### MATERIAL PROVIDED
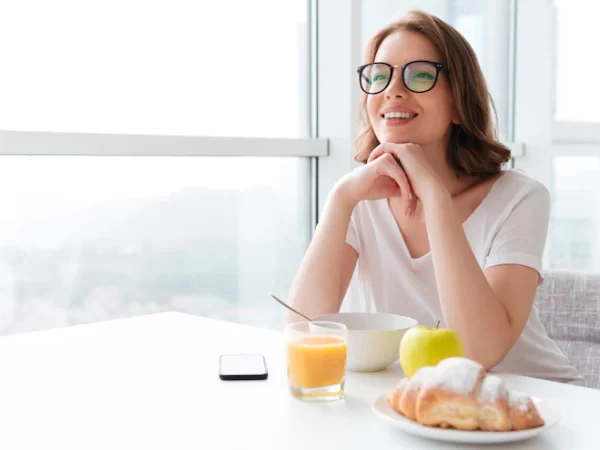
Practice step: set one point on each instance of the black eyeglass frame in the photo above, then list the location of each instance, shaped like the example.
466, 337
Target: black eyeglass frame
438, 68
* * *
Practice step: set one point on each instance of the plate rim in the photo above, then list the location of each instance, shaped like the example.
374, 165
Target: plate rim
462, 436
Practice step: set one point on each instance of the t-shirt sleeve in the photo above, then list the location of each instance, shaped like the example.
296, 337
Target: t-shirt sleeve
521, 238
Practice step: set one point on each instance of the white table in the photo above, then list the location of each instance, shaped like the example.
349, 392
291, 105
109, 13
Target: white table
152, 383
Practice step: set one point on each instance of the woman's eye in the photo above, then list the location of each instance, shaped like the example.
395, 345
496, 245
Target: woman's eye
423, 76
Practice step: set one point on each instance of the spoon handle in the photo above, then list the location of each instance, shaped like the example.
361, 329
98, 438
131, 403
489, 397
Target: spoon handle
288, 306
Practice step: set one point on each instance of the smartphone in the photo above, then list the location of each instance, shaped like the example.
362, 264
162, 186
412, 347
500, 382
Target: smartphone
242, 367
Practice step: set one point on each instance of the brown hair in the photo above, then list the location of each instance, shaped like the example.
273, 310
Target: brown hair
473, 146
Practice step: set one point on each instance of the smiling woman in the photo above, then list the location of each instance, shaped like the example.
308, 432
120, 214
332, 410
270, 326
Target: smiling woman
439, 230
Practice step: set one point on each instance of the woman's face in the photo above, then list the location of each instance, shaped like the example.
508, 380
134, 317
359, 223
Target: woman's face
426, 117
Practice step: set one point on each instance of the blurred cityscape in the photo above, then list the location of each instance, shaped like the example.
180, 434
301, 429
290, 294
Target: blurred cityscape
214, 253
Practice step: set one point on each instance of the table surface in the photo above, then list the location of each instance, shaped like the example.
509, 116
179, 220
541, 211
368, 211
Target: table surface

### TASK DETAILS
Everything above from the line containing "Target: blurred cityscape" down to the line containing "Target: table surface" is to be transcribed exactly, with both of those lines included and nothing else added.

### TASK OUTPUT
Target: blurred cityscape
214, 253
Practice step: set one point on each instance of the table surface in the photo above, then list the location of each instance, shaped like the example.
509, 116
179, 220
541, 211
368, 211
Target: table surface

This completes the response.